──────── 网页摘录 ────────
模拟登陆并爬取Github
1、准备工作
- 以Github为例实现模拟登陆过程
- 安装好requests库,lxml库
- 完整代码,实现登陆并爬取,简易的见页面末尾
2、分析登陆过程
- 分析登陆应该请求的URL为:https://github.com/session ,请求方式为POST
- RequestHeaders包含:Cookies,Host,Origin,Refer,User-Agent等
- FormData包含:commit,utf8,authenticity_token,login,password
- 无法直接构造的内容为Cookies和authenticity_token
3、代码实现方法
- (1)解决Cookies问题,维持一个会话;使用requests中Session对象,可以做到模拟同一个会话不用担心Cookies的问题。
import requests
headers = {
'Host': "github.com",
'Referer': "https://github.com/login?return_to=%2Fjoin",
'User-Agent': "Mozilla/5.0 (Windows NT 6.1; WOW64) AppleWebKit/537.36 (KHTML, like Gecko) Chrome/74.0.3710.0 Safari/537.36"
──────── 数据摘录 ────────
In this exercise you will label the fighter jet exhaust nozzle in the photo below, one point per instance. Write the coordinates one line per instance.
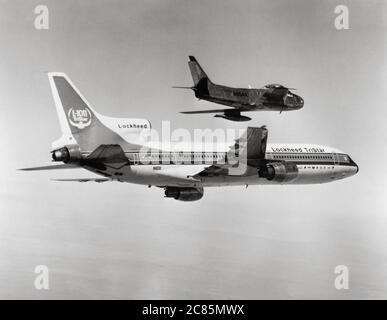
────────
请续写模拟登录Github的网页摘录，给出紧接其最后一行之后的内容。 上方各行取自另一来源，与模拟登录Github的网页摘录无关。

任务答案 =>
}
session = requests.Session()
- (2)解决authenticity_token问题,使用Session对象的get()方法访问Github的登陆页面,用Xpath解析网页提取authenticity_token信息, https://github.com/login
import requests
from lxml import etree
headers = {
'Host': "github.com",
'Referer': "https://github.com/login?return_to=%2Fjoin",
'User-Agent': "Mozilla/5.0 (Windows NT 6.1; WOW64) AppleWebKit/537.36 (KHTML, like Gecko) Chrome/74.0.3710.0 Safari/537.36"
}
session = requests.Session()
login_url = 'https://github.com/login'
response = session.get(login_url, headers=headers)
selector = etree.HTML(response.text)
token = selector.xpath('//div//input[2]/@value')[0]
print(token)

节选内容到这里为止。